-- Begin DATASET ROWS --

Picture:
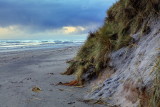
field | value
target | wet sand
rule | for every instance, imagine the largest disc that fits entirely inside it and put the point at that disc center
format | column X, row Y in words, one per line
column 23, row 70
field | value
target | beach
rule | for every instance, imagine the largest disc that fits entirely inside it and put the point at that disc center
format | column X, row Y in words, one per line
column 21, row 71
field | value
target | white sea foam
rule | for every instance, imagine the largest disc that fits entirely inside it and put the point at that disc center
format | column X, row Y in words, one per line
column 14, row 45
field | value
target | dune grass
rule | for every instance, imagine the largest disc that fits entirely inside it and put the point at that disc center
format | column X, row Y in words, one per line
column 123, row 19
column 155, row 92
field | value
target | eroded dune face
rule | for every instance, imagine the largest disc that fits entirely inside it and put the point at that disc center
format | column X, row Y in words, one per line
column 134, row 70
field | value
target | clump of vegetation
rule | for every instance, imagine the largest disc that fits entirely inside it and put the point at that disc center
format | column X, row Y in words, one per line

-- End DATASET ROWS --

**WRITTEN INSTRUCTION**
Print all of the material above verbatim, line for line, but leave out the pictures.

**THE RESULT**
Picture:
field | value
target | wet sand
rule | for every instance, imagine the largest disc that fits entirely inside it and put the point at that disc center
format | column X, row Y in words, one per line
column 23, row 70
field | value
target | beach
rule | for every instance, imagine the largest disc that fits entirely inside it and put the point at that disc center
format | column X, row Y in words, one per line
column 21, row 71
field | value
target | white sea foam
rule | for every instance, imagine the largest disc that fits entirely inside it and put the point at that disc center
format | column X, row Y in words, one per line
column 14, row 45
field | value
target | dune grass
rule | for every instance, imagine the largest disc that fits entirely inside it and put the point at that disc center
format | column X, row Y in words, one per line
column 123, row 19
column 155, row 92
field | value
target | eroded dune face
rule | for every instance, imagine the largest disc that fits entirely inside it and put the point at that disc center
format | column X, row Y in words, one per line
column 134, row 70
field | value
target | clump of vegetation
rule | for every instance, imagine the largest disc that fits entirely inside it and put the point at that disc center
format | column X, row Y in words, one per line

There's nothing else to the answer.